---------- Source ----------

The film former may be present in the coating composition in an amount from about 0.5 wt. % to about 5.0 wt. %, or from about 1.0 wt. % to about 4.75 wt. %, or from about 3.0 wt. % to about 4.0 wt. %, based on the total solids content of the aqueous composition. Once applied to the fiber strands, the film former may be present in an amount from about 0.1 wt. % to about 2.0 wt. % by strand solids, or about 0.3 wt. % to about 0.6 by wt. % by strand solids.
In some exemplary embodiments, the coating composition additionally includes a compatibilizer. A compatibilizer may provide a variety of functions synergystically between the film former, the reinforcement (e.g., carbon) fiber, and a resin interface. In some exemplary embodiments, the compatibilizer comprises a coupling agent, such as a silicone-based coupling agent (e.g., silane coupling agents), a titanate coupling agent, or a zirconate coupling agent. Silane coupling agents are conventionally used in sizing compositions for inorganic substrates having hydroxyl groups than can react with the silanol-containing reactive groups. Although such coupling agents have been traditionally used in sizing compositions for glass fibers, alkali metal oxides and carbonates do not form stable bonds with Si—O. However, it has been surprisingly discovered that utilizing such coupling agents in the present surface treatment composition does in fact function to enhance the adhesion of the film forming polymers to the non-glass (i.e., carbon) fibers and reduce the level of fuzz, or broken fiber filaments, during subsequent processing and splitting. Examples of silane coupling agents, which may be suitable for use in the coating composition, include those characterized by the functional groups acryl, alkyl, amino, epoxy, vinyl, azido, ureido, and isocyanato.
Suitable silane coupling agents for use in the coating composition include, but are not limited to, γ-aminopropyltriethoxysilane (A-1100), n-trimethoxy-silyl-propyl-ethylene-diamine (A-1120), γ-methacryloxypropyltrimethoxysilane (A-174), γ-glycidoxypropyltrimethoxysilane (A-187), methyl-trichlorosilane (A-154), methyl-trimethoxysilane (A-163), γ-mercaptopropyl-trimethoxy-silane:(A-189), bis-(3-[triethoxysilyl]propyl)tetrasulfane (A-1289), γ-chloropropyl-trimethoxy-silane (A-143), vinyl-triethoxy-silane (A-151), vinyl-tris-(2-methoxyethoxy)silane (A-172), vinylmethyldimethoxysilane (A-2171), vinyl-triacetoxy silane (A-188), octyltriethoxysilane (A-137), methyltriethoxysilane (A-162), polyazamide silane (A-1387), and gamma-ureidopropyltrialkoxysilane (A-1160).
In some exemplary embodiments, the compatibilizer comprises a mixture of two or more silane coupling agents. For instance, the compatibilizer may include a mixture of aminopropyltriethoxysilane (A-1100) and one or more of methyl-trimethoxysilane (A-163) and γ-methacryloxypropyltrimethoxysilane (A-174). In some exemplary embodiments, the compatibilizer includes one or more of polyazamide silane (A-1387) and gamma-ureidopropyltrialkoxysilane (A-1160).

----------

- Exercise task:
Decide whether each statement below agrees with the coating text above. Answer yes or no for each, and quote the words of the text that decide it.
1. Based on the total solids content of the aqueous composition, the film former may be present in the coating composition at about 0.5 wt. % to about 5.0 wt. %.
2. Silane coupling agents have traditionally been used in sizing compositions for carbon fibers.
3. The compatibilizer may include polyazamide silane (A-1387).

---------- Dataset excerpt ----------

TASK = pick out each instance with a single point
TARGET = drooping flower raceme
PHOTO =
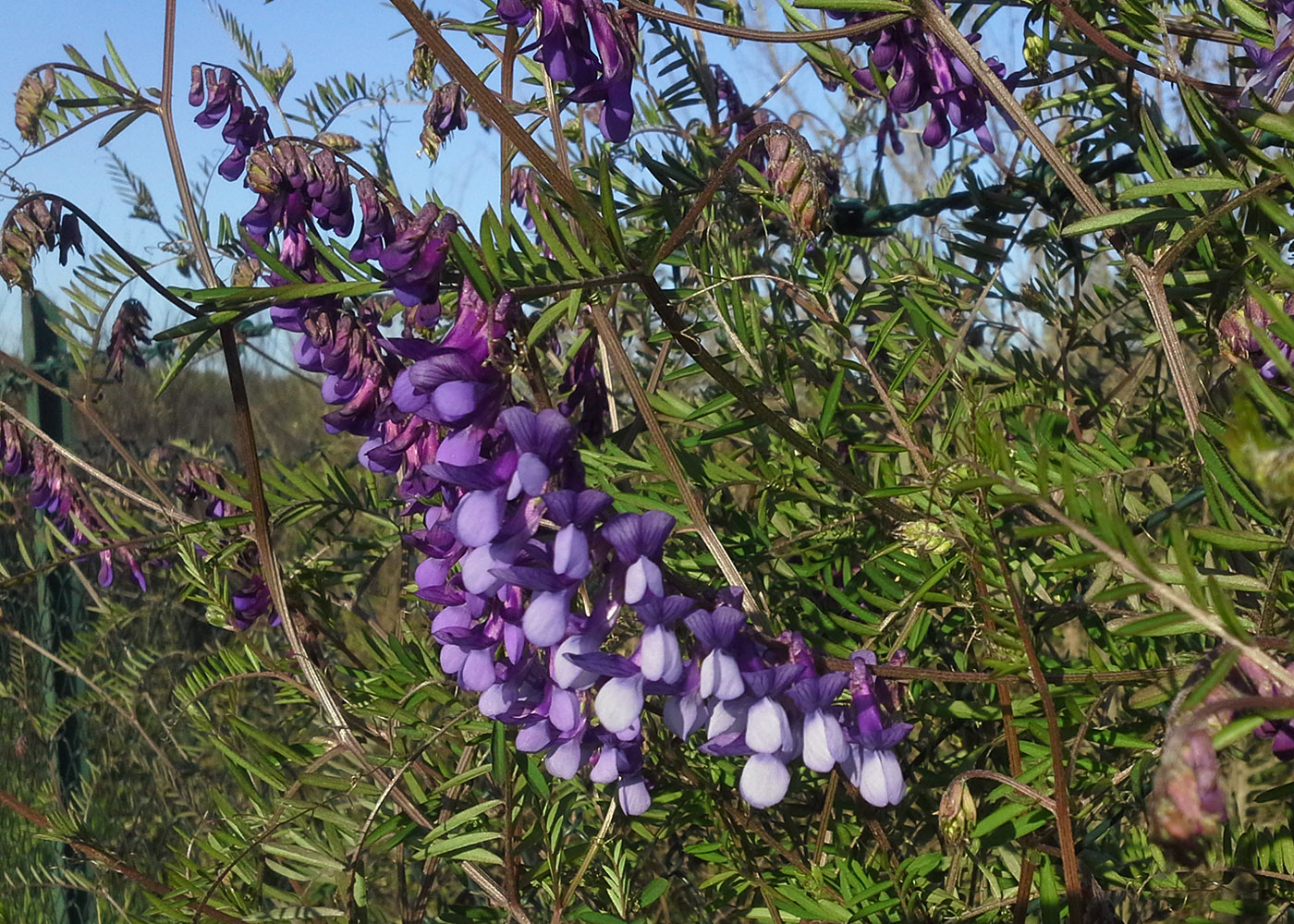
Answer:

----------

- Written response:
1. Yes: "The film former may be present in the coating composition in an amount from about 0.5 wt. % to about 5.0 wt. %"
2. No: "such coupling agents have been traditionally used in sizing compositions for glass fibers"
3. Yes: "the compatibilizer includes one or more of polyazamide silane (A-1387) and gamma-ureidopropyltrialkoxysilane (A-1160)"